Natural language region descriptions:
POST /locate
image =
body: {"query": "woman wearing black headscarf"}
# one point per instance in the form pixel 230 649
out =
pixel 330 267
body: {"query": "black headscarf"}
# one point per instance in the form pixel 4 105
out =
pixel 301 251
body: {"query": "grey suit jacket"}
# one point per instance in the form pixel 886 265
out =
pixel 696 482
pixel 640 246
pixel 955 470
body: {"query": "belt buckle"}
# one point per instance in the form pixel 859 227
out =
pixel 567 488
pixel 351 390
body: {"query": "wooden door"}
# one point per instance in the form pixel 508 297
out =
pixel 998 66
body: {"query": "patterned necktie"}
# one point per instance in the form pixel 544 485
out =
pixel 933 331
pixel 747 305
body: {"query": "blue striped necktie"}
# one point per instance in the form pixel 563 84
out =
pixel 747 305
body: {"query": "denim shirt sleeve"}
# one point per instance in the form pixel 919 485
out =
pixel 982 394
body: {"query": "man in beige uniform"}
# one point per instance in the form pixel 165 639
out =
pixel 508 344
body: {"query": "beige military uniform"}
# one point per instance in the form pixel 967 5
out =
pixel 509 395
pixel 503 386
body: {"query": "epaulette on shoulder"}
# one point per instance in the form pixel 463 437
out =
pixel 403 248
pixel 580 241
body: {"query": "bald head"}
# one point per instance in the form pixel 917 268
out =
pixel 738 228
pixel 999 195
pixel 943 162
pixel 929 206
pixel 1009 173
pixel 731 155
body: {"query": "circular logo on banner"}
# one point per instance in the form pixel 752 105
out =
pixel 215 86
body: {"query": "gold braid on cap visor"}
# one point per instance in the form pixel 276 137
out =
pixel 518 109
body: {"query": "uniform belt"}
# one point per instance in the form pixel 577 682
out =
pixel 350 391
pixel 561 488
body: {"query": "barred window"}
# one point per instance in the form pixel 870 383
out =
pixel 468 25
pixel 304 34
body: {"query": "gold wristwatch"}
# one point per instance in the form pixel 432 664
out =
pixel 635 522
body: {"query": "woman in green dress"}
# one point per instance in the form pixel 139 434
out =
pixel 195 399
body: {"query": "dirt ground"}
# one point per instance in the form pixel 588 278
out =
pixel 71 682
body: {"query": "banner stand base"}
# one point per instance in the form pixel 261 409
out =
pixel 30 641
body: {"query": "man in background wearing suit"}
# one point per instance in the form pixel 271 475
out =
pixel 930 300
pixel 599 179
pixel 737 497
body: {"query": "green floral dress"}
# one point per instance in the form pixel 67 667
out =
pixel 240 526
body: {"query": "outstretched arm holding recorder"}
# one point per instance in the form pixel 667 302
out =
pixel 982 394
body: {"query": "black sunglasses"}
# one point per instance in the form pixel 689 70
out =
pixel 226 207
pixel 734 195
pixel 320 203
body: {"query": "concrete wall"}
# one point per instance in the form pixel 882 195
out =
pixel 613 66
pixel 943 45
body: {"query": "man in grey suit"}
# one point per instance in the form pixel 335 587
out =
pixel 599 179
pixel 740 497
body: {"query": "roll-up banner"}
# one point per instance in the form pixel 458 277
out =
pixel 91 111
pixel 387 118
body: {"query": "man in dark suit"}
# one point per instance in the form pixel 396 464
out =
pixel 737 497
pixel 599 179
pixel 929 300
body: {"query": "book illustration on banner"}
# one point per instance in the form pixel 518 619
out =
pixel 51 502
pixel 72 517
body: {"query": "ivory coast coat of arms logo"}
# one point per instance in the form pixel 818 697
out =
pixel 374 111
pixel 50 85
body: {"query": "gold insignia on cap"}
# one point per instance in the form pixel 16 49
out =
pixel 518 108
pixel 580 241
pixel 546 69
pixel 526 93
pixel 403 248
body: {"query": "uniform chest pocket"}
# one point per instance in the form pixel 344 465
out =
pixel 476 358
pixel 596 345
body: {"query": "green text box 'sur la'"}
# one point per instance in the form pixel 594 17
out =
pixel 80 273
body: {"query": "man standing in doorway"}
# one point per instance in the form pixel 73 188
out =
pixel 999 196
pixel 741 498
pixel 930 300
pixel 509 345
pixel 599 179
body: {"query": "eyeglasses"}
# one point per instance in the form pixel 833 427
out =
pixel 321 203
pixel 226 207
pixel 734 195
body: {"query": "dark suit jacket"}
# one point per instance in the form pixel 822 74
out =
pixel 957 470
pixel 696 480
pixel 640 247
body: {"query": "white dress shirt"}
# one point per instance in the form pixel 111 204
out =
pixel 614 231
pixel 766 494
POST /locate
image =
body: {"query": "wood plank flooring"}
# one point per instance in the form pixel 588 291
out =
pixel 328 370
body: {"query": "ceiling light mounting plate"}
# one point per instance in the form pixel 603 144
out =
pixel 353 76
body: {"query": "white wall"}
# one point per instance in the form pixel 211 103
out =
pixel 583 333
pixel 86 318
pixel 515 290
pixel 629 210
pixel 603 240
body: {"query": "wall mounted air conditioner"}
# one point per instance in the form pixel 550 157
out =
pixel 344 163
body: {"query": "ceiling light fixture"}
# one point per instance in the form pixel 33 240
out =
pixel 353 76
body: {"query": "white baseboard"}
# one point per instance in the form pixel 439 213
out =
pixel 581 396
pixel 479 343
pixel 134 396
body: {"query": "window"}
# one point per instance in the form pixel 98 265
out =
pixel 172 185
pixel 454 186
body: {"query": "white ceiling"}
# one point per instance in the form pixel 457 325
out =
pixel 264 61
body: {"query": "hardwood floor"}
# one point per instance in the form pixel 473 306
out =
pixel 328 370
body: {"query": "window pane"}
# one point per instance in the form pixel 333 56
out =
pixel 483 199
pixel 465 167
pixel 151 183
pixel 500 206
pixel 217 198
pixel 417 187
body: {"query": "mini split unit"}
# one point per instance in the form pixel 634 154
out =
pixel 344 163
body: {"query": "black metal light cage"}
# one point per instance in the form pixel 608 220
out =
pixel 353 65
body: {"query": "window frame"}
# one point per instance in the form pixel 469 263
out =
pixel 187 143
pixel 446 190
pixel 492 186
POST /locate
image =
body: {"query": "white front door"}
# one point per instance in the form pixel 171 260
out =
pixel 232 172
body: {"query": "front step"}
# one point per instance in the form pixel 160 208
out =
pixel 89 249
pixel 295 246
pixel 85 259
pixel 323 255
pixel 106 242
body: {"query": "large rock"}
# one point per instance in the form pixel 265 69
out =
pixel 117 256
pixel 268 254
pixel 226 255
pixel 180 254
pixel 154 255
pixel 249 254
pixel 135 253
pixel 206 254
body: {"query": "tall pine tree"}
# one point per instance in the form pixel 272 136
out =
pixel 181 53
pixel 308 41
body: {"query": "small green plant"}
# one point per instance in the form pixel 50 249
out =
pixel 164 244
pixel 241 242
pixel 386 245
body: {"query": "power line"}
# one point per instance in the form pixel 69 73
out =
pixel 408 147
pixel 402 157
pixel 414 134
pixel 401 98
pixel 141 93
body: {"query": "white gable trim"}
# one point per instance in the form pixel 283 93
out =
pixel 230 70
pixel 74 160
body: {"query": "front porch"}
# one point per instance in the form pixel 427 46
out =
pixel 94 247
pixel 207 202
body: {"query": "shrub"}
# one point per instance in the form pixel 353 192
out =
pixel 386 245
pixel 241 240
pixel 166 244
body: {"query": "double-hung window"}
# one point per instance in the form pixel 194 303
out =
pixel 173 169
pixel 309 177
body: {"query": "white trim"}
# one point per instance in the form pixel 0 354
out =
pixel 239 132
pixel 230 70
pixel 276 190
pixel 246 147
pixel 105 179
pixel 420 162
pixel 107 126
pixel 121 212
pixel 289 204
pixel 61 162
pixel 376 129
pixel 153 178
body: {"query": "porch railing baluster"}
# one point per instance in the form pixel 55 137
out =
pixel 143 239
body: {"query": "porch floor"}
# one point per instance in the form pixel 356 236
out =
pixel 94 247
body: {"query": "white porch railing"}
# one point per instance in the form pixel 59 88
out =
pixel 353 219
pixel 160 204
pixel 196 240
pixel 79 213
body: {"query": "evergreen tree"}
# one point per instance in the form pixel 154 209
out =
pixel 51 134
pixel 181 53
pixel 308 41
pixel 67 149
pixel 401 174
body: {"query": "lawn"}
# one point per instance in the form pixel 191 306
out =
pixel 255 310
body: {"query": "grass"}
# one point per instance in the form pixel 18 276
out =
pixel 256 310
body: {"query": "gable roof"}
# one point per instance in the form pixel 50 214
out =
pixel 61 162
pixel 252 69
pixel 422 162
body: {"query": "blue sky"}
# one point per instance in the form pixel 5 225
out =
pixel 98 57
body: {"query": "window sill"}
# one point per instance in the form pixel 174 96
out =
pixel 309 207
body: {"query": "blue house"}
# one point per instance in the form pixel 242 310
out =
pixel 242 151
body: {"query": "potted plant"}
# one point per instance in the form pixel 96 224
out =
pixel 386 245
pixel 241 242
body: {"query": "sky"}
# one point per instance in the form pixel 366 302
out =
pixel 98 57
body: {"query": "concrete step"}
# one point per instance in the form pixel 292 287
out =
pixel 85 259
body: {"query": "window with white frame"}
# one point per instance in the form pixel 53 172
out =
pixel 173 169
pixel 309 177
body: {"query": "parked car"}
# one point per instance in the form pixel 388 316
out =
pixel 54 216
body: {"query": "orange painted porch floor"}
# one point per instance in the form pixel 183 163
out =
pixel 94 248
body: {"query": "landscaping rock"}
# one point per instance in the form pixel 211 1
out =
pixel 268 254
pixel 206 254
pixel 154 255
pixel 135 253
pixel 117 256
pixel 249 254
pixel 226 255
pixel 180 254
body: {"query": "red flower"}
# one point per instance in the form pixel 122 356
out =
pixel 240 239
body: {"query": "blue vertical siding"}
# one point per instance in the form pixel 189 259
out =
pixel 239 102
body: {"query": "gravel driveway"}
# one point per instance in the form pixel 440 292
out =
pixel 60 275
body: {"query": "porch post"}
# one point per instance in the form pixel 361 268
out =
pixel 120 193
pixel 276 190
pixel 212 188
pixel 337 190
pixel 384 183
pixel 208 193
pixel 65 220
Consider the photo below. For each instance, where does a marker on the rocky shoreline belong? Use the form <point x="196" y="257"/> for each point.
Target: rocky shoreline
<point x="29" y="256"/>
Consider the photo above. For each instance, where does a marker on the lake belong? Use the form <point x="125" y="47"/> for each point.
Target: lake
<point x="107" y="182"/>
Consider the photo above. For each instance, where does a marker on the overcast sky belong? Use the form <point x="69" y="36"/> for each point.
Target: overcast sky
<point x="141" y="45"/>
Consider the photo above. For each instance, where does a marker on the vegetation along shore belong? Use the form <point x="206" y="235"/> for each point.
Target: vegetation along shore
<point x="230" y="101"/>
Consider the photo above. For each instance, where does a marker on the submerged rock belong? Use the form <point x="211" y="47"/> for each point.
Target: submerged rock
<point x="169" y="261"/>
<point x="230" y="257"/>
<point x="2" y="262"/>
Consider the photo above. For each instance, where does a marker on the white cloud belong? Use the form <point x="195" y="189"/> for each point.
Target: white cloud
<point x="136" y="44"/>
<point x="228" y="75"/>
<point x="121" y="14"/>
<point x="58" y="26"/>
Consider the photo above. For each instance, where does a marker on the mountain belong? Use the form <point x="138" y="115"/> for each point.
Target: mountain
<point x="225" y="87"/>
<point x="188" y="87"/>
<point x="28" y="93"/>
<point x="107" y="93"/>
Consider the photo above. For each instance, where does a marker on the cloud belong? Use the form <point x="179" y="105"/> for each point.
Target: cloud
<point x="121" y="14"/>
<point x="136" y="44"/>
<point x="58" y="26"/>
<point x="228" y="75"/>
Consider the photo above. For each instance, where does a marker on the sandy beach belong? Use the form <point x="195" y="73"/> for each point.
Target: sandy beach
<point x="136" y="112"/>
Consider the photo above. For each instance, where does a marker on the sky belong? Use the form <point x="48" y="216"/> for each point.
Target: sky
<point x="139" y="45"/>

• _Aim of the task_
What this exercise asks for is every line of the data above with the word "trim".

• _Task output_
body: {"query": "white gable trim"}
body: {"query": "white trim"}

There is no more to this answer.